Data for analysis ::
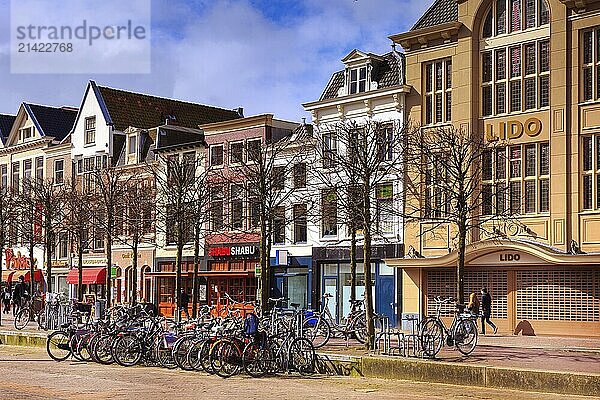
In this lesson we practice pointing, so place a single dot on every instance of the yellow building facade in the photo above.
(525, 73)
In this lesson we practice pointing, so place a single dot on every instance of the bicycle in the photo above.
(321, 325)
(462, 333)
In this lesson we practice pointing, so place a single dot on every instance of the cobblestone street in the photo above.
(28, 373)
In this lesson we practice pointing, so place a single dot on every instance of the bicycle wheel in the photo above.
(432, 337)
(225, 358)
(42, 320)
(57, 345)
(255, 360)
(180, 351)
(317, 330)
(465, 336)
(359, 328)
(103, 349)
(22, 318)
(164, 353)
(301, 356)
(127, 351)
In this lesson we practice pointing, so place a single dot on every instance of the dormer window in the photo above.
(132, 144)
(26, 133)
(358, 80)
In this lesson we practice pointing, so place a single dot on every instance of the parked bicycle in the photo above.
(461, 334)
(320, 326)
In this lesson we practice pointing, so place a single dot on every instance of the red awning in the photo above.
(14, 275)
(89, 276)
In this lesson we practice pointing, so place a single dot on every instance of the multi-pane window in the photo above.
(299, 175)
(329, 212)
(300, 223)
(278, 178)
(329, 150)
(385, 212)
(132, 144)
(591, 172)
(437, 203)
(39, 169)
(253, 149)
(216, 155)
(279, 225)
(525, 189)
(14, 180)
(438, 91)
(26, 174)
(236, 152)
(3, 178)
(526, 86)
(385, 142)
(510, 16)
(591, 64)
(90, 130)
(358, 80)
(216, 208)
(59, 172)
(237, 206)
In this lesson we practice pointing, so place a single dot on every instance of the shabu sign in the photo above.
(513, 129)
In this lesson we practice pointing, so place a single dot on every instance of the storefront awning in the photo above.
(89, 276)
(13, 276)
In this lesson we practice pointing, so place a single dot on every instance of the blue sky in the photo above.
(265, 56)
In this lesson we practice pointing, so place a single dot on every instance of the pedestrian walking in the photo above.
(19, 294)
(486, 311)
(473, 305)
(184, 299)
(6, 300)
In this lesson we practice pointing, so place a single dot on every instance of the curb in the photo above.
(572, 383)
(558, 382)
(32, 339)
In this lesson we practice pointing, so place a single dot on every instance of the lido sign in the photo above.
(513, 129)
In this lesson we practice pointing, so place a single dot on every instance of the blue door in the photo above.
(385, 296)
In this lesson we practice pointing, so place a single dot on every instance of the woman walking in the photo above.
(486, 311)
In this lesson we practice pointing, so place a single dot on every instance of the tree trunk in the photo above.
(80, 272)
(31, 270)
(178, 278)
(352, 263)
(49, 246)
(195, 277)
(460, 267)
(134, 271)
(264, 262)
(108, 283)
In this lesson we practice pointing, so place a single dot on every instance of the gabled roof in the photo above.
(55, 122)
(144, 111)
(386, 72)
(440, 12)
(6, 122)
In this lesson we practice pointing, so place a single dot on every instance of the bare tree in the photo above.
(111, 188)
(262, 177)
(357, 158)
(182, 207)
(445, 171)
(79, 209)
(8, 214)
(138, 221)
(49, 200)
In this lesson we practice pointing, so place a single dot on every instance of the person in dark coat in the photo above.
(19, 294)
(486, 311)
(184, 299)
(6, 295)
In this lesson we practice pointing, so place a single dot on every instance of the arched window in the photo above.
(510, 16)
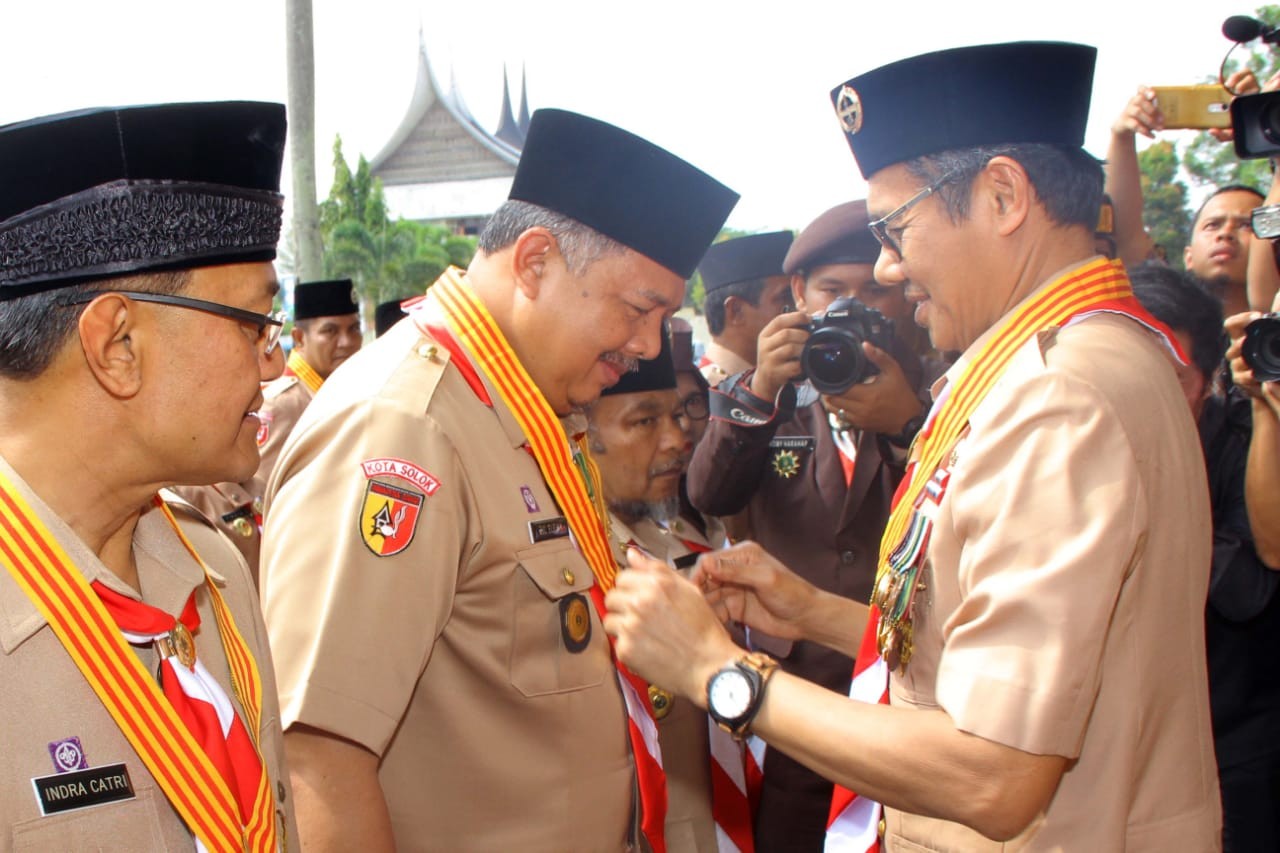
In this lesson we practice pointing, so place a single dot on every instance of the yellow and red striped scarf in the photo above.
(80, 620)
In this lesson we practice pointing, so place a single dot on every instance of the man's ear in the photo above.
(530, 258)
(112, 341)
(1008, 192)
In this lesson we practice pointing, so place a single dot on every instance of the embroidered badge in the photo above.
(264, 427)
(789, 454)
(67, 792)
(528, 493)
(68, 755)
(575, 623)
(388, 518)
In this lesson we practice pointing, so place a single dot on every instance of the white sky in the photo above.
(739, 89)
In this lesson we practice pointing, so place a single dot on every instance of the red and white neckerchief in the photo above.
(195, 694)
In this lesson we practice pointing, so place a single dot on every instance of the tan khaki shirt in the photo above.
(452, 656)
(1065, 593)
(48, 702)
(682, 733)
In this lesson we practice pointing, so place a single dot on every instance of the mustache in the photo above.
(625, 361)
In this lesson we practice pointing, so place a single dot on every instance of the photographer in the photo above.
(1242, 616)
(814, 474)
(1217, 249)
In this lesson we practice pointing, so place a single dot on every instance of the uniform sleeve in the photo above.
(1048, 502)
(352, 630)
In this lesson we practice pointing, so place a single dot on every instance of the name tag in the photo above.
(548, 529)
(82, 789)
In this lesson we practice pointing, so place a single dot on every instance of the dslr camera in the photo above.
(832, 359)
(1261, 347)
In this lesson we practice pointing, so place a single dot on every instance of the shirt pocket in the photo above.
(127, 826)
(552, 594)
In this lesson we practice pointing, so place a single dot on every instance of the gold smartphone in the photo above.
(1194, 106)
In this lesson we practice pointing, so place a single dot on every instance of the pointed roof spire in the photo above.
(522, 119)
(508, 131)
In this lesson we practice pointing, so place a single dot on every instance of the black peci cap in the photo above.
(336, 297)
(385, 315)
(621, 186)
(653, 374)
(839, 236)
(124, 190)
(1028, 91)
(744, 258)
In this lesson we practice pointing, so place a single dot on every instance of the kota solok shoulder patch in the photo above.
(394, 493)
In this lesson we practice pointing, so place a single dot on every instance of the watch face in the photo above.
(1266, 222)
(730, 694)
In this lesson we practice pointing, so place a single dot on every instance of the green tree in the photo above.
(385, 259)
(1164, 195)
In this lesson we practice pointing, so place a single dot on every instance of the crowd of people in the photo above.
(961, 532)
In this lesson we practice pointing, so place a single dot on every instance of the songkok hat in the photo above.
(621, 186)
(387, 315)
(336, 297)
(653, 374)
(1029, 91)
(109, 191)
(839, 236)
(744, 258)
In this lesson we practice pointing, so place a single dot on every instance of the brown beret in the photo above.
(839, 236)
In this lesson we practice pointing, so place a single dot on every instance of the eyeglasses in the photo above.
(694, 407)
(269, 325)
(880, 228)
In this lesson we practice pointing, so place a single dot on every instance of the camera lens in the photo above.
(1261, 347)
(1270, 123)
(833, 361)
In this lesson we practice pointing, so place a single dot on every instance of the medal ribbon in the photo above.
(574, 488)
(298, 366)
(81, 621)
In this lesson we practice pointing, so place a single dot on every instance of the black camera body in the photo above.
(832, 359)
(1261, 347)
(1256, 124)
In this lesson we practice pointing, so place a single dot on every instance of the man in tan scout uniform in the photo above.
(127, 624)
(325, 333)
(641, 446)
(446, 680)
(1040, 600)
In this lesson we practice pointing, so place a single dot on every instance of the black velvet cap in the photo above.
(839, 236)
(336, 297)
(1029, 91)
(621, 186)
(653, 374)
(744, 258)
(385, 315)
(123, 190)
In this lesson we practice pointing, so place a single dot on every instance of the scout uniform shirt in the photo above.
(234, 509)
(1064, 594)
(681, 724)
(54, 724)
(425, 601)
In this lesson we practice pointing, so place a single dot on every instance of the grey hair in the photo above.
(580, 245)
(36, 327)
(1066, 179)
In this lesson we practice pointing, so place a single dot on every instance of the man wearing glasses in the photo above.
(136, 279)
(1038, 603)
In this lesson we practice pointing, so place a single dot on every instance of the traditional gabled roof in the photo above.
(439, 140)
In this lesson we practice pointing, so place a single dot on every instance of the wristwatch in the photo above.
(735, 693)
(1266, 222)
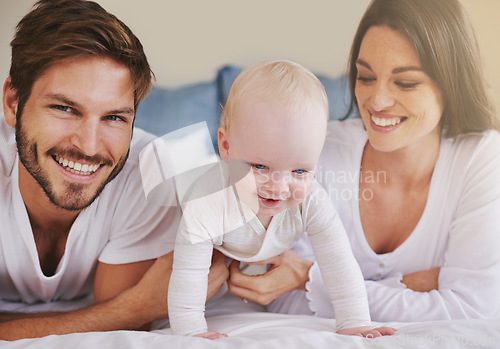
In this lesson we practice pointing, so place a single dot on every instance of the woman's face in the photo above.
(399, 103)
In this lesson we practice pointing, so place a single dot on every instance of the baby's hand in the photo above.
(368, 332)
(210, 335)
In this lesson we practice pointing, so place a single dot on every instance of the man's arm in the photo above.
(131, 305)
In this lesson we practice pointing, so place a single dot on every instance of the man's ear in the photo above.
(10, 103)
(223, 143)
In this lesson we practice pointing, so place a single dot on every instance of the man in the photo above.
(75, 220)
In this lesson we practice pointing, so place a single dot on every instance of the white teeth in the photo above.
(383, 122)
(76, 167)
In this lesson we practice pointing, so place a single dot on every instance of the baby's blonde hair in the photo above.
(278, 80)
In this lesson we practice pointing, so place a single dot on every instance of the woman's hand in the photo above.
(422, 281)
(288, 272)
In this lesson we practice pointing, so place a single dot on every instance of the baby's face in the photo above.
(281, 148)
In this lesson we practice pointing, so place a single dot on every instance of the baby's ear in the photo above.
(10, 103)
(223, 143)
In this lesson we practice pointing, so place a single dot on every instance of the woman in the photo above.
(415, 180)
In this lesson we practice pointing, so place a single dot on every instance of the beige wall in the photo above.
(188, 40)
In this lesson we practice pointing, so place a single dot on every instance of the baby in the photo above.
(272, 131)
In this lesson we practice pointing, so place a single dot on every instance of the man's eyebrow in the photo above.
(394, 71)
(65, 100)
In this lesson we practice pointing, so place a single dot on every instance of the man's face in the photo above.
(74, 133)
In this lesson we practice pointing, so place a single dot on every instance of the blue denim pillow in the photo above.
(337, 91)
(168, 109)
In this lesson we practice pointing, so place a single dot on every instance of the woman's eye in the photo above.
(365, 79)
(63, 108)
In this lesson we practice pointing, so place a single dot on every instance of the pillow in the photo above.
(337, 91)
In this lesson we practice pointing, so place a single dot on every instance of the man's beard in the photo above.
(74, 198)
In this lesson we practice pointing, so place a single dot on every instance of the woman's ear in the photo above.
(223, 143)
(10, 103)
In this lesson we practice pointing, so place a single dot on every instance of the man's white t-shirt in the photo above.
(118, 227)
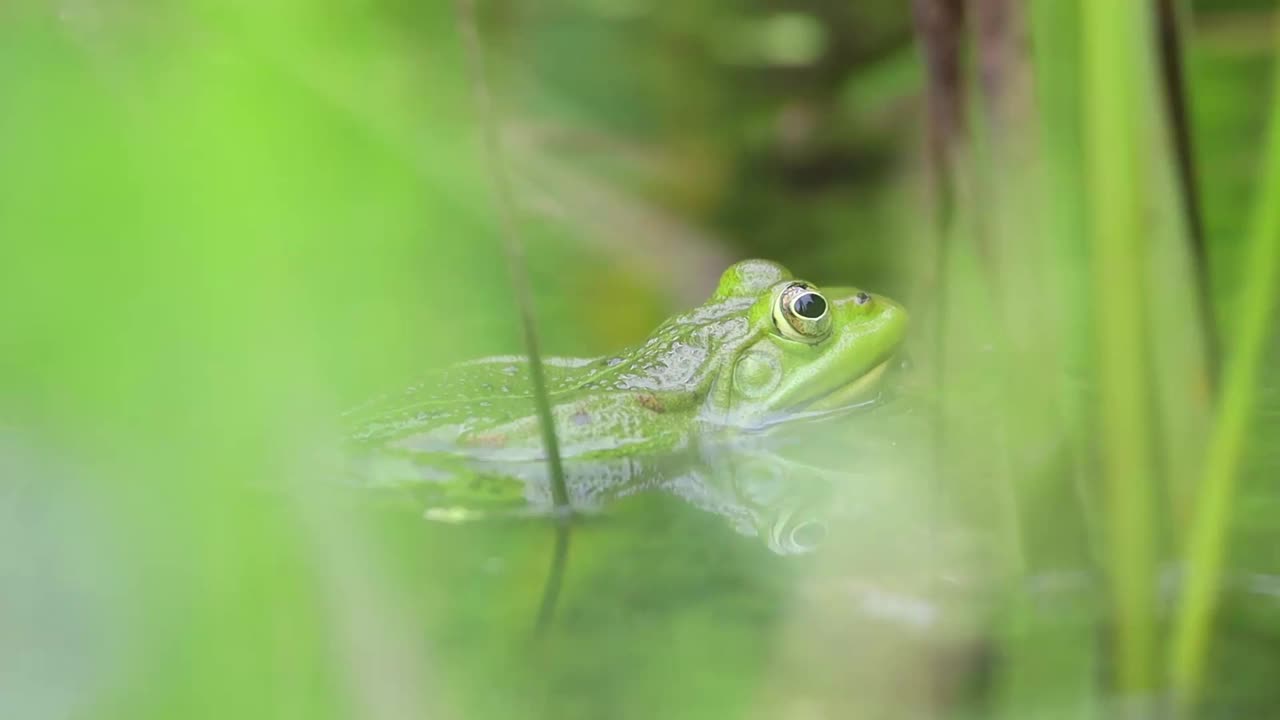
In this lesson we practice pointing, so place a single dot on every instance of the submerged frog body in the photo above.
(766, 347)
(672, 414)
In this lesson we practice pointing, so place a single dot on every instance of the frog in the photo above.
(764, 349)
(676, 413)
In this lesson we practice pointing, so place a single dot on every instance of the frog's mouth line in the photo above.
(851, 395)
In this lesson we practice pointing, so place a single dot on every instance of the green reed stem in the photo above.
(1173, 77)
(1111, 92)
(513, 249)
(1211, 524)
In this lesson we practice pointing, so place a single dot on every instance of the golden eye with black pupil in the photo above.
(800, 314)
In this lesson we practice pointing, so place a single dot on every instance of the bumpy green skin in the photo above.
(722, 365)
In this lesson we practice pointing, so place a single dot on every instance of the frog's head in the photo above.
(808, 349)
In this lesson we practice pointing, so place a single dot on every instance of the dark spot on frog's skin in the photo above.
(492, 440)
(650, 402)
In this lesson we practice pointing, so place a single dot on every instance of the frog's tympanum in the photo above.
(763, 350)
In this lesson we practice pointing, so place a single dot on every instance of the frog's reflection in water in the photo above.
(758, 492)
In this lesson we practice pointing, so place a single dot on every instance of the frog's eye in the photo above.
(801, 314)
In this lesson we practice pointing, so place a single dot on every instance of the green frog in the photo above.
(764, 350)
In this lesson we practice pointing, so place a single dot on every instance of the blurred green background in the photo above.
(224, 222)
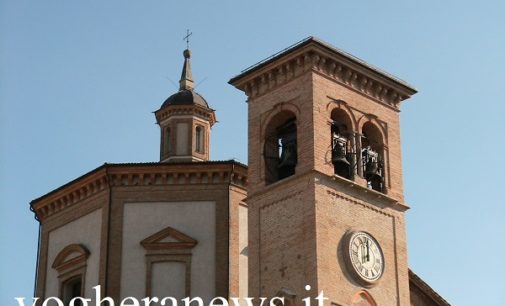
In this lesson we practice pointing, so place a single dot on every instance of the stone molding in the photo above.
(63, 263)
(206, 114)
(142, 174)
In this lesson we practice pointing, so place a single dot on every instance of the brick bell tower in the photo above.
(185, 120)
(325, 194)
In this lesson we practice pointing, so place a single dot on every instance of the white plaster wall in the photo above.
(168, 279)
(86, 231)
(196, 219)
(243, 257)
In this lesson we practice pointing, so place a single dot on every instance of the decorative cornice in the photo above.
(330, 62)
(142, 174)
(155, 241)
(342, 196)
(62, 262)
(186, 110)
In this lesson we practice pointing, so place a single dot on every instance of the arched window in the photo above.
(168, 140)
(372, 156)
(363, 298)
(70, 263)
(280, 148)
(342, 144)
(199, 136)
(72, 288)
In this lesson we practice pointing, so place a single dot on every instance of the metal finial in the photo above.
(186, 38)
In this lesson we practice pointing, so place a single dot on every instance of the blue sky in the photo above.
(79, 81)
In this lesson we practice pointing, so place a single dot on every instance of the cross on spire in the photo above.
(186, 38)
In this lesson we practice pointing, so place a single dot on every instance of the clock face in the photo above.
(365, 256)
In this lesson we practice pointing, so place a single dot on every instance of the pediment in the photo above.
(168, 238)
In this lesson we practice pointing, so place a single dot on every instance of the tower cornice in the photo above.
(319, 57)
(138, 174)
(204, 113)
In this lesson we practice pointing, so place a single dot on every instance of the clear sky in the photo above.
(79, 81)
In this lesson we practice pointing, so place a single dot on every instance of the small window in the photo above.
(199, 139)
(168, 140)
(280, 147)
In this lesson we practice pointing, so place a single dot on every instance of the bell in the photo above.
(373, 169)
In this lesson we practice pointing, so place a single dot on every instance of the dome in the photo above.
(185, 97)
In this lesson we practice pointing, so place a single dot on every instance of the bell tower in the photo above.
(185, 120)
(325, 194)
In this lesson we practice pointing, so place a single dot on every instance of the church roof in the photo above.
(316, 41)
(186, 94)
(185, 97)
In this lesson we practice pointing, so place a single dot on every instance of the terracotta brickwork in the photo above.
(297, 224)
(273, 231)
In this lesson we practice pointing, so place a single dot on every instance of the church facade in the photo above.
(319, 207)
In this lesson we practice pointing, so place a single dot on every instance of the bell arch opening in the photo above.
(280, 152)
(363, 298)
(372, 156)
(342, 144)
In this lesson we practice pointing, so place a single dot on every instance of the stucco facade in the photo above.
(188, 226)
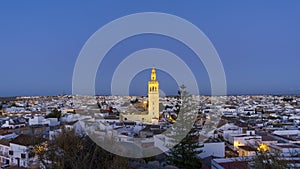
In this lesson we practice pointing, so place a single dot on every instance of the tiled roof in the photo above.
(27, 140)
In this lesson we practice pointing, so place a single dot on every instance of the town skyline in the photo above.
(40, 43)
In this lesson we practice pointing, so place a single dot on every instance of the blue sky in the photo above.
(258, 43)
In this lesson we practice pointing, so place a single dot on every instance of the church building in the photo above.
(152, 115)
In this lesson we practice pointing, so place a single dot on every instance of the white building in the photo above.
(228, 129)
(21, 150)
(216, 149)
(4, 152)
(41, 121)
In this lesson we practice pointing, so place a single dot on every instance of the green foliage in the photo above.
(269, 161)
(69, 151)
(185, 154)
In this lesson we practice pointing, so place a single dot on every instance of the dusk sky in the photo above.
(257, 42)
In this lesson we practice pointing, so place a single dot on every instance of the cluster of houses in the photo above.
(246, 125)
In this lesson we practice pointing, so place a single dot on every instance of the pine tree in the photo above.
(185, 153)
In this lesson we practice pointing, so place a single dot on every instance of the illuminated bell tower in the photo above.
(153, 96)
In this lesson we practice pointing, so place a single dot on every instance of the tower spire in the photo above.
(153, 74)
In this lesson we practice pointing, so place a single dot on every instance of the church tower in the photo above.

About this exercise :: Extract, verbatim, the lines from the one containing "dusk sky in the photo above." through the last line of the listing above.

Exercise answer ::
In this lesson we practice pointing, so place a single dot on every instance of the dusk sky in the photo above.
(257, 42)
In this lesson we practice pointing, so place a single dot on every instance of the cluster of houses in the photo above.
(246, 125)
In this lesson we practice pointing, so place a single dot on every instance of the pine tree in the photo above.
(185, 153)
In this lesson we practice pointing, so place a single dot on every instance of the illuminated bell tower in the photo above.
(153, 96)
In this lesson we practice pointing, so place a single dot on every instance of the tower spire in the photo above.
(153, 74)
In this lesson we practice pointing, so place a single dot on every instance of the church tower in the photo above.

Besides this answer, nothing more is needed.